▼▼▼

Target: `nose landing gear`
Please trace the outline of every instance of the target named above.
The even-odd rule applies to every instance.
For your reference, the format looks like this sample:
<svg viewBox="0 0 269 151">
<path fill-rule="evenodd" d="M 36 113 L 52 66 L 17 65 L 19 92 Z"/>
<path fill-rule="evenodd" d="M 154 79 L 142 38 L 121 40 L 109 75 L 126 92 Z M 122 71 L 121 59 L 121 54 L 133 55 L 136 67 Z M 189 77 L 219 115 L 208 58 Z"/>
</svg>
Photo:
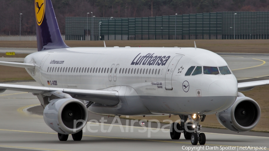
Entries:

▲▲▲

• To do
Put every line of the material above into a JSON list of strings, one string per line, with blank lines omitted. Leave the picture out of the list.

• Result of this task
[
  "Target: `nose landing gear`",
  "Please trace the outline of every instance of the target named above.",
  "The even-odd rule applies to every instance.",
  "For your reference, the format looks like this sample:",
  "<svg viewBox=\"0 0 269 151\">",
  "<path fill-rule=\"evenodd\" d=\"M 36 113 L 52 66 L 17 65 L 19 92 Z\"/>",
  "<path fill-rule=\"evenodd\" d=\"M 154 79 L 142 38 L 121 40 L 109 75 L 126 92 Z M 122 71 L 121 59 L 121 54 L 133 55 L 136 67 Z M 189 77 L 219 115 L 208 58 Z\"/>",
  "</svg>",
  "Photo:",
  "Entries:"
]